= Beginning of Section =
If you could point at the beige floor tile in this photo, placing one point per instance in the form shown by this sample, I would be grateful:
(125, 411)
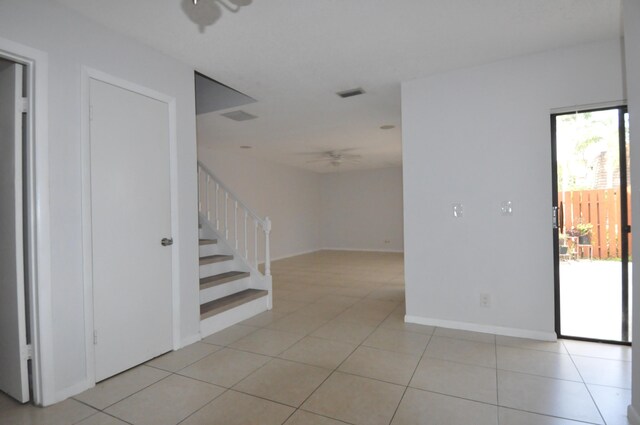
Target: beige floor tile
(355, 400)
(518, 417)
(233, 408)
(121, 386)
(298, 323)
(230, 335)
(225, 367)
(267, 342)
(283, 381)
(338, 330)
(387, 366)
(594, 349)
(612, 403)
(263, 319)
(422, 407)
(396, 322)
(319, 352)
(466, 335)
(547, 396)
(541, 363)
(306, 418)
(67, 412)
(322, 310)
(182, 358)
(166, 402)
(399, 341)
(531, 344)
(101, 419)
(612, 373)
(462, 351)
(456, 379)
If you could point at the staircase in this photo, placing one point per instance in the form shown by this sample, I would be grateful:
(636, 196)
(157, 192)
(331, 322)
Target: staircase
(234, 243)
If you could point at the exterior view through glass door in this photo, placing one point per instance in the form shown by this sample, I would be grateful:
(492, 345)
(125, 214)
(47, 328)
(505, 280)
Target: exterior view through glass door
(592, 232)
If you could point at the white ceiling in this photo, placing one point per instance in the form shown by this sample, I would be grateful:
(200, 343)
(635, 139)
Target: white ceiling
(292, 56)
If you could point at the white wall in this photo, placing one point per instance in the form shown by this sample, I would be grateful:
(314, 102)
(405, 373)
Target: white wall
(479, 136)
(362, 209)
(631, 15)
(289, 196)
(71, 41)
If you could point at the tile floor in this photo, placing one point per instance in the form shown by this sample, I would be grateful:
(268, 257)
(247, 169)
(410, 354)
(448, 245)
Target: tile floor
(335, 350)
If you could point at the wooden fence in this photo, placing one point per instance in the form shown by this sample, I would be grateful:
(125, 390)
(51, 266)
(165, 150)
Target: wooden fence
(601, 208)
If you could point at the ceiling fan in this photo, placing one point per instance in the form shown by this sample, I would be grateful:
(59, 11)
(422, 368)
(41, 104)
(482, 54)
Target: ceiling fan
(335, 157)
= End of Section =
WHAT IS BEING ASKED — Find the line with "If you could point at the ceiling" in the data above. Restate it and all later lines word for word, ending with the last line.

COMPLETED TASK —
If you could point at the ceiling fan in this photo, placing one point per instance in the form shown by this sample, I would be grateful:
(59, 11)
(422, 368)
(41, 104)
(482, 54)
Target: ceiling fan
(335, 157)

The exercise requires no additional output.